SUPPLIED RECORDS =
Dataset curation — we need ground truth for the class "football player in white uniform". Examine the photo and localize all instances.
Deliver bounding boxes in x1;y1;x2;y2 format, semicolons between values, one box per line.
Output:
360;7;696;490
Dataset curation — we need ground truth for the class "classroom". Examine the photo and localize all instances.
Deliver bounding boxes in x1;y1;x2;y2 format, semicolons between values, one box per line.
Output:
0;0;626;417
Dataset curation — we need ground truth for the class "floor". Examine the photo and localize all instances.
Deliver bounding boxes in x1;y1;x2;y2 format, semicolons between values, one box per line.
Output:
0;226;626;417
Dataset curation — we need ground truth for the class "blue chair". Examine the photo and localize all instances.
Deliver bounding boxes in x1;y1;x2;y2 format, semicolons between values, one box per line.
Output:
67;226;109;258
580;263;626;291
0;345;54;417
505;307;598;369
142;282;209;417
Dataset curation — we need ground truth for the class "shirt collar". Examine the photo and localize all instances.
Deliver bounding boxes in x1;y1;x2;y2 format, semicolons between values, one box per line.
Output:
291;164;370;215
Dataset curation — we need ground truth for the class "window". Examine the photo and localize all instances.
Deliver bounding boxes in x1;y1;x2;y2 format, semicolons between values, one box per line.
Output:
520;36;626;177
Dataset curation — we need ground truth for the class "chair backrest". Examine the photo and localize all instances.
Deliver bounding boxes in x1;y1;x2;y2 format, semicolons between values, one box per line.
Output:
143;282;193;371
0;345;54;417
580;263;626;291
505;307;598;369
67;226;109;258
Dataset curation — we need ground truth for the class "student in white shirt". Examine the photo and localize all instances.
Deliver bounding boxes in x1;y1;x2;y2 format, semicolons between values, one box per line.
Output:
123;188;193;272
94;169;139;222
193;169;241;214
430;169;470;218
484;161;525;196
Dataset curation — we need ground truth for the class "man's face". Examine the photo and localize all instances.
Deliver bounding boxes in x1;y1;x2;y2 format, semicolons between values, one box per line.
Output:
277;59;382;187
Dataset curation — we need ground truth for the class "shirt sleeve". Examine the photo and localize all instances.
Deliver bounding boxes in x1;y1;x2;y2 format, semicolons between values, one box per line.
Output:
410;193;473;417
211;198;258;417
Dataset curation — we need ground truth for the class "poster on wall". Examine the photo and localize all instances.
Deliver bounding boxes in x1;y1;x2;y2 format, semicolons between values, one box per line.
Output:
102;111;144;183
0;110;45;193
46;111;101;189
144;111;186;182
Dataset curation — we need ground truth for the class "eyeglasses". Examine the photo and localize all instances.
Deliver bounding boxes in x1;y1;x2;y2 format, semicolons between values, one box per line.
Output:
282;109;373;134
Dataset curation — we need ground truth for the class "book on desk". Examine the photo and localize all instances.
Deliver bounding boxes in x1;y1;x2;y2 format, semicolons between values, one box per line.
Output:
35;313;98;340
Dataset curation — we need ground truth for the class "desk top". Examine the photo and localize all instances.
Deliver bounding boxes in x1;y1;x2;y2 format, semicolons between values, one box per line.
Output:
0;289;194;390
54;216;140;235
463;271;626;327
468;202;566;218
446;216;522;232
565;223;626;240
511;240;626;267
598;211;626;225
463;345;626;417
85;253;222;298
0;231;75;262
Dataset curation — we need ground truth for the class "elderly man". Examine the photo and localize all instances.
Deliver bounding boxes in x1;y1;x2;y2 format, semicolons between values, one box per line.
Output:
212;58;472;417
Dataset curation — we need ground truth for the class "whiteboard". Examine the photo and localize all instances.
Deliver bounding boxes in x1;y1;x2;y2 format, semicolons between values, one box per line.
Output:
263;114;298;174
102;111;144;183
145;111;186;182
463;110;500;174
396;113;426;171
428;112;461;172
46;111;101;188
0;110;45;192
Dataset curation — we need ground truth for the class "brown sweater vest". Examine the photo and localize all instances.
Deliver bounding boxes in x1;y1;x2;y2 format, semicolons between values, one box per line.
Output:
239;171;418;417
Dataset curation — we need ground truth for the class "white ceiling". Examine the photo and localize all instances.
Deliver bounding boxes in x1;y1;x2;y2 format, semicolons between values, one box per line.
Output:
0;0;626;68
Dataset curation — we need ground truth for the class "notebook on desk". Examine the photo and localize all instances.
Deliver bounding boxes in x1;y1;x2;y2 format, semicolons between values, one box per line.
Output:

DIRECTIVE =
Rename "ground truth" to "reference annotations" in everything from the start of the rows down to the line containing "520;36;626;177", keeping the rest unchanged. Give back only those lines.

EXPECTED ANSWER =
Dataset curation — we need reference annotations for the class "football player in white uniform". Examine the photo and localize all instances.
Deliver bounding boxes in x1;y1;x2;y2 format, semicolons between values, one box per line.
Output:
360;7;696;490
Dataset curation — we need reference annotations for the class "classroom". Examine the photo and localize all instances.
Deliver bounding boxes in x1;y1;x2;y2 format, semicolons between values, one box per line.
Output:
0;0;626;417
Dataset curation — we need reference annotations for the class "floor". Examine the photo and localize all instances.
Deliver bounding boxes in x1;y1;x2;y2 format, semicolons between values, one box per line.
Output:
0;226;626;417
Dataset curation — we need reference annotations for the class "blue chair". Examine the photo and localize all instances.
Deliver bounding boxes in x1;y1;x2;y2 format, semicolons between values, one box per line.
Output:
67;226;109;258
580;263;626;291
0;345;54;417
505;307;598;369
142;282;209;417
Dataset curation — we need reference annotations for the class "shirt collar". Examine the photo and localize all instances.
Deliver bounding boxes in x1;y1;x2;y2 format, semicolons between values, one box per line.
Output:
291;164;370;215
Dataset curation — we need reference annotations for the class "window". Examine the photo and localize all instances.
Deliver bounding boxes in x1;y1;x2;y2 format, semicolons between values, one box per line.
Output:
520;36;626;177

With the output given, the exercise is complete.